(Data in this exercise)

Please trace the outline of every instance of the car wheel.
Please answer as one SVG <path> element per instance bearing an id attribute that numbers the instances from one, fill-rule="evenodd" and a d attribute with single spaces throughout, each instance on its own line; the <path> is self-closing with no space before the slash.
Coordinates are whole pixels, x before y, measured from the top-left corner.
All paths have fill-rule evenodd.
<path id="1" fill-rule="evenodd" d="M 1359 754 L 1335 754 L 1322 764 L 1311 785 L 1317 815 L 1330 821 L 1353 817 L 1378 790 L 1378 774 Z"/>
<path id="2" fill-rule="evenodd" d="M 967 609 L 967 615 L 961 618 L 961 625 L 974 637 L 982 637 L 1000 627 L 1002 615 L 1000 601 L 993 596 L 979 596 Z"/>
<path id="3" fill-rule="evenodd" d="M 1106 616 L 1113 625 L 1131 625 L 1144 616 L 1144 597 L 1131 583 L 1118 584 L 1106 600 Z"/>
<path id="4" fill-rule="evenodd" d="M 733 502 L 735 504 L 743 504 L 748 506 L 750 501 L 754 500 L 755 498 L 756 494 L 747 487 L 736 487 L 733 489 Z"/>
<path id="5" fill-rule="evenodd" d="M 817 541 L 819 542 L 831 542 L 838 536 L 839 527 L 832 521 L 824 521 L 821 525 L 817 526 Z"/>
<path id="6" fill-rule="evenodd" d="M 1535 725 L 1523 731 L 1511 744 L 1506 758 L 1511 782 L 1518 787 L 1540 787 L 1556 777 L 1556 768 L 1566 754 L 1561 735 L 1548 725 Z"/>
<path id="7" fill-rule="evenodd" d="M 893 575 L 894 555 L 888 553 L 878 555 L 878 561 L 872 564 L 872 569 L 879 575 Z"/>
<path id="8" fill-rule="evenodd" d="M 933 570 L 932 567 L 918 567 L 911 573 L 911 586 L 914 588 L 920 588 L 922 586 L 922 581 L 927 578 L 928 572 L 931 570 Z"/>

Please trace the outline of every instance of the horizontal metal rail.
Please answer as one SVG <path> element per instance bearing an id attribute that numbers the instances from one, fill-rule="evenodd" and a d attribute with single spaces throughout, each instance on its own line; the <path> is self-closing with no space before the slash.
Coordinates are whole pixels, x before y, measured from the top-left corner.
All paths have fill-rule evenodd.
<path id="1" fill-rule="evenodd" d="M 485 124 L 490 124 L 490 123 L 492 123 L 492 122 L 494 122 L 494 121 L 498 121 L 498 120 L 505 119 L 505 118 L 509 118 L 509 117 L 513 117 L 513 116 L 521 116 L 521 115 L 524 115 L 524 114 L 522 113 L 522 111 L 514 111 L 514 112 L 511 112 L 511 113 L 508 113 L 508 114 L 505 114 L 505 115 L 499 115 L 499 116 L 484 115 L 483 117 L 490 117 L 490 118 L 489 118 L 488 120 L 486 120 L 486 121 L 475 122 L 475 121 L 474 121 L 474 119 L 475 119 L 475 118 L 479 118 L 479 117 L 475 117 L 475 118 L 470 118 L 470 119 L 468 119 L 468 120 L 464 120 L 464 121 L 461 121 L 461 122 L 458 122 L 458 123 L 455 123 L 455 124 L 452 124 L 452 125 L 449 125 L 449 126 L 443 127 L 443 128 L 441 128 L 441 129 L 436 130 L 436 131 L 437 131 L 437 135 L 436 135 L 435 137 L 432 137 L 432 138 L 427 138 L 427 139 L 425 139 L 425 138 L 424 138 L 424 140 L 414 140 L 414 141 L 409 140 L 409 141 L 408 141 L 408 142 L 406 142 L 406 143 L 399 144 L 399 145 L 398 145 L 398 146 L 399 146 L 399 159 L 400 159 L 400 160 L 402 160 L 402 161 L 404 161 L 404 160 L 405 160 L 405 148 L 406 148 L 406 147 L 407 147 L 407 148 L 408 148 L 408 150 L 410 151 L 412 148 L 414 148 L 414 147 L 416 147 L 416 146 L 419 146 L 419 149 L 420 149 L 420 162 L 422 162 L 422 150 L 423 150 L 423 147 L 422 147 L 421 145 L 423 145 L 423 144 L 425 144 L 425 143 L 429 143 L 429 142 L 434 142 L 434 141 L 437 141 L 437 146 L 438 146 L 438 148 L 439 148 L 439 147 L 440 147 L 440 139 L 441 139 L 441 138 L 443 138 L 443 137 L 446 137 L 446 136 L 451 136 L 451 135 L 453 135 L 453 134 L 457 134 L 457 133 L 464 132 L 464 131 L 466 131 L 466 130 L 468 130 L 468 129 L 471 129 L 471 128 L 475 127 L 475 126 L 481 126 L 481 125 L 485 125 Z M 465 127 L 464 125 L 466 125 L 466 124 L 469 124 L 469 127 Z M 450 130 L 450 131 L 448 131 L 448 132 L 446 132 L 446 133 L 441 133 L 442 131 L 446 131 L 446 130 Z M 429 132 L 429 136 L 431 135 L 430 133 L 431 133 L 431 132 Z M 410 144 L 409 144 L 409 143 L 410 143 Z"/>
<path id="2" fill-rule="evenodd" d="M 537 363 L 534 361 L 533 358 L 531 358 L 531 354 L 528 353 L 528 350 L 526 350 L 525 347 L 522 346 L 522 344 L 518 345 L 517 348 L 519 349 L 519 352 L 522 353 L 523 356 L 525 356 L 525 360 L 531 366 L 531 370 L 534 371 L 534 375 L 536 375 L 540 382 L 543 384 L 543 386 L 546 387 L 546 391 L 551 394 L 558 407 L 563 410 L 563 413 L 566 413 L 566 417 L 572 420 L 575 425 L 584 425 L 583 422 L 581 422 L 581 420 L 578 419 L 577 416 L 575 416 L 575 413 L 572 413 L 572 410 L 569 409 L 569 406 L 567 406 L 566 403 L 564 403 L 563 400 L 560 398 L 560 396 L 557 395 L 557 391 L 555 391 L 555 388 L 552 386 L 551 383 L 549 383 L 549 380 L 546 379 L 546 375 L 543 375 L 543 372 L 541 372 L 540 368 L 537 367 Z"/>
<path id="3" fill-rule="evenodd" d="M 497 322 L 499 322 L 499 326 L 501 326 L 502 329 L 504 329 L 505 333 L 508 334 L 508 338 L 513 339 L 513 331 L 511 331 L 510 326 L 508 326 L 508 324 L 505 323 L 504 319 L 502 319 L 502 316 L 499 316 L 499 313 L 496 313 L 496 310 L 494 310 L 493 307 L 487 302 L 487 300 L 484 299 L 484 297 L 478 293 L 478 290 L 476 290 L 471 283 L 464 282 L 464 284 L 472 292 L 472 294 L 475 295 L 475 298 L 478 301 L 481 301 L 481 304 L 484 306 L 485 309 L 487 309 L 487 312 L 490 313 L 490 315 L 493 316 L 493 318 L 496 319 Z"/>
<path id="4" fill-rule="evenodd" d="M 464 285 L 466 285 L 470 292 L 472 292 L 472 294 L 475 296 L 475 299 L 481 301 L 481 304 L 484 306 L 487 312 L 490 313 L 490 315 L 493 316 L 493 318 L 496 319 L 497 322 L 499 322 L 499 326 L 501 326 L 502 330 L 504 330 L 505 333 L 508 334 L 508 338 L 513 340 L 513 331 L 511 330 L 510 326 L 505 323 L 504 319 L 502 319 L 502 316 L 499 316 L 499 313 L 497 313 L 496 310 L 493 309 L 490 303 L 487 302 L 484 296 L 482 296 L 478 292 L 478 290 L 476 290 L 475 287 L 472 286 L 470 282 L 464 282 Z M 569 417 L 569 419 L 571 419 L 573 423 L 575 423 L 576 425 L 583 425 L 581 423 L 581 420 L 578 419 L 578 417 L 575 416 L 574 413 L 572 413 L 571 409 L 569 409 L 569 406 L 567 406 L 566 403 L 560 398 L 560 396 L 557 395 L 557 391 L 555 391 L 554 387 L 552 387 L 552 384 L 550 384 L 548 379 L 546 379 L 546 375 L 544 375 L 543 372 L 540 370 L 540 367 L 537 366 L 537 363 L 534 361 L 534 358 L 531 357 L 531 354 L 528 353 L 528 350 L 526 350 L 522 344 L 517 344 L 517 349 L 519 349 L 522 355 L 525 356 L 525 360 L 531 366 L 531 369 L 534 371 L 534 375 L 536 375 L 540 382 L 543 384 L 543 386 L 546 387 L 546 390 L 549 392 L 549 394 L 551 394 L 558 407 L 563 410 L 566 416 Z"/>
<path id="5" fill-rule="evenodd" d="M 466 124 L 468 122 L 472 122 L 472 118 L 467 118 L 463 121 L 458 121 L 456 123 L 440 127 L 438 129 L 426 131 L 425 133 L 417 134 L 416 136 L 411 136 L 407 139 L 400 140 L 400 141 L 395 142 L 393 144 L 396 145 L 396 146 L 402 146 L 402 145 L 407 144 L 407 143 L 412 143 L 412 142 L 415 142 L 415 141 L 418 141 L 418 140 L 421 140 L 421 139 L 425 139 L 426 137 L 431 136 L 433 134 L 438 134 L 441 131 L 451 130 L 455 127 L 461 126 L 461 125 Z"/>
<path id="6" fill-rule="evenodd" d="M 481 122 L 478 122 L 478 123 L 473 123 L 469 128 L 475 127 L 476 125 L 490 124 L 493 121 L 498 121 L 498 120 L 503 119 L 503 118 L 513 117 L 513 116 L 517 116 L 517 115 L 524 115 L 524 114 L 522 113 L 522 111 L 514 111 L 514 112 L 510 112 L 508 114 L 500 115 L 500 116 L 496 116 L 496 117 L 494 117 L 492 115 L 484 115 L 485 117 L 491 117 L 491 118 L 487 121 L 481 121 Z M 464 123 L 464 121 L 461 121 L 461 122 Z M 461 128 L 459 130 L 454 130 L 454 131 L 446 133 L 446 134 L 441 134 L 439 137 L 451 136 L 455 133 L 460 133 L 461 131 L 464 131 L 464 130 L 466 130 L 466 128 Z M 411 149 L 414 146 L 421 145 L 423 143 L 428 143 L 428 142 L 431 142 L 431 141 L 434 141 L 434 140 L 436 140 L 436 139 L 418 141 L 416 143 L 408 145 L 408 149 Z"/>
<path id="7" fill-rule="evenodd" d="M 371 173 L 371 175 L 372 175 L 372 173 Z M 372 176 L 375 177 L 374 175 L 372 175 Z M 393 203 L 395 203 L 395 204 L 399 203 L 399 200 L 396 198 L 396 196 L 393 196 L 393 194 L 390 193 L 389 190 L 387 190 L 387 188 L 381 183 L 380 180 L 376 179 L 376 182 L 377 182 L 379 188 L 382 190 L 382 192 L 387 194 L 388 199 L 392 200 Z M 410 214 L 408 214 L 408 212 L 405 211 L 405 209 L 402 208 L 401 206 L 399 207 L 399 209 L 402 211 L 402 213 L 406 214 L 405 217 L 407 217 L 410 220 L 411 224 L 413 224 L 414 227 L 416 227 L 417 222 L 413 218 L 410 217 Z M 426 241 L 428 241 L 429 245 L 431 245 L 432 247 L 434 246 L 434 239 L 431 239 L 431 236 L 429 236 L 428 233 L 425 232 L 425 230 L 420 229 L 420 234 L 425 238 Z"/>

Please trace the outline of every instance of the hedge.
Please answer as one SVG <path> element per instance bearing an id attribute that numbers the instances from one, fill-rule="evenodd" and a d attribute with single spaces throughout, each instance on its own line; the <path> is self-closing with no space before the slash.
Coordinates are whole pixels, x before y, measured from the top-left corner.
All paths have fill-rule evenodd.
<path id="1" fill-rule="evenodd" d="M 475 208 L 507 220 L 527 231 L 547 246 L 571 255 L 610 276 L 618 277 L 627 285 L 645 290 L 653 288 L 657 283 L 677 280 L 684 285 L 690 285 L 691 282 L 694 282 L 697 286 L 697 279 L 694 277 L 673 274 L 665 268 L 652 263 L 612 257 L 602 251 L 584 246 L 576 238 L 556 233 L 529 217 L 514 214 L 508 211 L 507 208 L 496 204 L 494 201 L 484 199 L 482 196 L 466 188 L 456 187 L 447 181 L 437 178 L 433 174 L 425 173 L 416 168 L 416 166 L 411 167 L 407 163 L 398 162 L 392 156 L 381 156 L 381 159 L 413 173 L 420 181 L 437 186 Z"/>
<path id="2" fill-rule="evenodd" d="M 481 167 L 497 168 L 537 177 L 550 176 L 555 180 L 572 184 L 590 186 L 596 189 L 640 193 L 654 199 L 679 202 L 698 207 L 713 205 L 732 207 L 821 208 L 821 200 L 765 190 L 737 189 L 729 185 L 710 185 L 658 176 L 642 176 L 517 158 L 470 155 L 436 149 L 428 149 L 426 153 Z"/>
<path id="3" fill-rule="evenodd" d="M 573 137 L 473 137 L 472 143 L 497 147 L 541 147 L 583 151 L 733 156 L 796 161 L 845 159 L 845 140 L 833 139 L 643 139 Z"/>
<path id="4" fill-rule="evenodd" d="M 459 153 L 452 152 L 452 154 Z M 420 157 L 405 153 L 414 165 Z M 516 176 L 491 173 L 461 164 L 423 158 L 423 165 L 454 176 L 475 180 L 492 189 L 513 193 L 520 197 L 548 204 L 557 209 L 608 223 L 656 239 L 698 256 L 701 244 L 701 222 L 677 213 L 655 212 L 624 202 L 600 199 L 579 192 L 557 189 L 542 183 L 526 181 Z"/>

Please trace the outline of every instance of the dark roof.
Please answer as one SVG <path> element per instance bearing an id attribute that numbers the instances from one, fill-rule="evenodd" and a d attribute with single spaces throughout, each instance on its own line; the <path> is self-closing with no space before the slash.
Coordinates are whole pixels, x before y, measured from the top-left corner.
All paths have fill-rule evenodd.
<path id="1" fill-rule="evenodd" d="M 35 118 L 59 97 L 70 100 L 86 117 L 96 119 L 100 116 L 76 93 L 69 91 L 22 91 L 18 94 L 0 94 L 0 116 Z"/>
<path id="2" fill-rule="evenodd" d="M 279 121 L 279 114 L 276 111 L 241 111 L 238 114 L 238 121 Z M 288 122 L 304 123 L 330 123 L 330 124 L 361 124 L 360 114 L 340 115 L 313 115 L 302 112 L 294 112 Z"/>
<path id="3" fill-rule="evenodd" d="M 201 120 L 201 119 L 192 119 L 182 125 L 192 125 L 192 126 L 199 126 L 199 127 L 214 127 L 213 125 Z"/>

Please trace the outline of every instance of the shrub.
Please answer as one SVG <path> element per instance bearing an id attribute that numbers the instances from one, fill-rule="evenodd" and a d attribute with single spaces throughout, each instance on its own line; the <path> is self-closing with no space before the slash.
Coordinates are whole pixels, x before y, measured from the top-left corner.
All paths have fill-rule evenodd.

(End Data in this exercise)

Exercise objective:
Take from the listing above each line in which the string "outline" is found.

Response area:
Please trace the outline of every instance of the car wheel.
Please trace the outline of every instance of the horizontal metal rail.
Please trace the outline of every instance of the hedge.
Please trace the outline of every instance of the dark roof.
Please trace the outline of every instance of the shrub.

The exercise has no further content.